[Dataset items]
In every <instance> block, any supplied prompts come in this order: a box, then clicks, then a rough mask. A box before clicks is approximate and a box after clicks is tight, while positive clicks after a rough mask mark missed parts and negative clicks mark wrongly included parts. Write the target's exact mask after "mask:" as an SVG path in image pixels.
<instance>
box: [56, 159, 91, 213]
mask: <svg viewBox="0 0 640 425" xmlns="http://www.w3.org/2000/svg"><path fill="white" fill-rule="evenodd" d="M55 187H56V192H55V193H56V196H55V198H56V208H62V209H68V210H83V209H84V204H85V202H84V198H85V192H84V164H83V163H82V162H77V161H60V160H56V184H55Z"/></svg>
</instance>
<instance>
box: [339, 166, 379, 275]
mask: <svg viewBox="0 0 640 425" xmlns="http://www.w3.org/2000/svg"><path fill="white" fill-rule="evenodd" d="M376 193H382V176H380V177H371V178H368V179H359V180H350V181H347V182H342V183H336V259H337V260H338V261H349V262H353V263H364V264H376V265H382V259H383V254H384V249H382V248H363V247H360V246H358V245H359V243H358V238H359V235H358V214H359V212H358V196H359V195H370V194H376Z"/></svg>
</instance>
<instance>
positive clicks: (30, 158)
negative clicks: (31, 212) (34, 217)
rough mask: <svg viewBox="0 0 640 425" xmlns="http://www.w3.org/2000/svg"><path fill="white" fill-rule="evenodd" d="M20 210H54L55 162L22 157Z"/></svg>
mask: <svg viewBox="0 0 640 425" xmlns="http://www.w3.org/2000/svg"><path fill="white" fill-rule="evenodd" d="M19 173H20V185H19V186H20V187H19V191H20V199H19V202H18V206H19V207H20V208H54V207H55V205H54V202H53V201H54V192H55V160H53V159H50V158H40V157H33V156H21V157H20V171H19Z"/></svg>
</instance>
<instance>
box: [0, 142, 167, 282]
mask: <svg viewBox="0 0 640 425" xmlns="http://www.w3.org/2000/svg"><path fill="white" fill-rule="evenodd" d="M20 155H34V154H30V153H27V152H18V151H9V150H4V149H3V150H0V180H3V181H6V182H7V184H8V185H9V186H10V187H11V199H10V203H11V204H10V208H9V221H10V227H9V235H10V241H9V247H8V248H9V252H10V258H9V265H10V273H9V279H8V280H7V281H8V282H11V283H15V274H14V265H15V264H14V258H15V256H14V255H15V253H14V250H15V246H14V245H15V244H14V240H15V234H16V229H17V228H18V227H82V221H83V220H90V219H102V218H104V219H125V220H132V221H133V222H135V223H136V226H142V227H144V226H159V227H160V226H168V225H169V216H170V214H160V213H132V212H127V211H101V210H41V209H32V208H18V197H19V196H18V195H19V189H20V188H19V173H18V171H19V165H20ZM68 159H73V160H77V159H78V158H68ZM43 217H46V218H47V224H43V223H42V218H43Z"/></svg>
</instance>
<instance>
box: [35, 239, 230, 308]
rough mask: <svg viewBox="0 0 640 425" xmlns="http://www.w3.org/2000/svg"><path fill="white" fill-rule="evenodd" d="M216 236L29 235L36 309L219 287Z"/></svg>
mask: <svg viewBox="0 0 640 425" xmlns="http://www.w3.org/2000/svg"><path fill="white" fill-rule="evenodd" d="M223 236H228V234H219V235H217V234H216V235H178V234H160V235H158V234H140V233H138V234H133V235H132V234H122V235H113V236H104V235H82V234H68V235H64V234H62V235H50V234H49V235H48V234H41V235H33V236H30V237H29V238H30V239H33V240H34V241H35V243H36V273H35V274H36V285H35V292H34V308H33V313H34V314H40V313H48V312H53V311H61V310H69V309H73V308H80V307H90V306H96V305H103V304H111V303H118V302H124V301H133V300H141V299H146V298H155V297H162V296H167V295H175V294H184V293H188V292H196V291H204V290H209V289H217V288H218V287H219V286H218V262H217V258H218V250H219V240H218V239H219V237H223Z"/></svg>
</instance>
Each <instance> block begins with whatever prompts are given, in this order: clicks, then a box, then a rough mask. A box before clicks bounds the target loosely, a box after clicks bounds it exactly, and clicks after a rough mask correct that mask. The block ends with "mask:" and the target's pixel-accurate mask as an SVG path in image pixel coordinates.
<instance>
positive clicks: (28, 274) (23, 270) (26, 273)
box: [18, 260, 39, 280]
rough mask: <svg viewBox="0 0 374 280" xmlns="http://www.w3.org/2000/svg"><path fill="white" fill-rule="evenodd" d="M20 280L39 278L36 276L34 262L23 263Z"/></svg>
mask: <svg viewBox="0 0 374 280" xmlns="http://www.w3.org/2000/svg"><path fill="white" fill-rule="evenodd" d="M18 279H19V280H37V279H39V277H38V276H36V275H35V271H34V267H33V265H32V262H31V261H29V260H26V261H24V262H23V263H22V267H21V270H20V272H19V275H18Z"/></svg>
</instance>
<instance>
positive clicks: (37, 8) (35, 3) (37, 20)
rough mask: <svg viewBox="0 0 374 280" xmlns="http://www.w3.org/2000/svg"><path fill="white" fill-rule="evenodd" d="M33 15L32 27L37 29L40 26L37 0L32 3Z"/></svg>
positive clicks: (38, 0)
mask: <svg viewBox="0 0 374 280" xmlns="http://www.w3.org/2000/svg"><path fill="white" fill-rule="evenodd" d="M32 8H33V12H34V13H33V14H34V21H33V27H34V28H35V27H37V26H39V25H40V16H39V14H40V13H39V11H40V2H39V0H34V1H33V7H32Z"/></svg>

• _Work task_:
Repeat the lines of the data from the start through the line containing "box: [56, 159, 91, 213]", including that line.

• _Answer_:
In every <instance> block, any supplied prompts come in this order: a box, then clicks, then a rough mask. A box before clicks is approximate and a box after clicks is tight, while positive clicks after a rough mask mark missed parts and negative clicks mark wrongly included parts. Write the target's exact mask after "mask:" as an SVG path in image pixels.
<instance>
box: [56, 159, 91, 213]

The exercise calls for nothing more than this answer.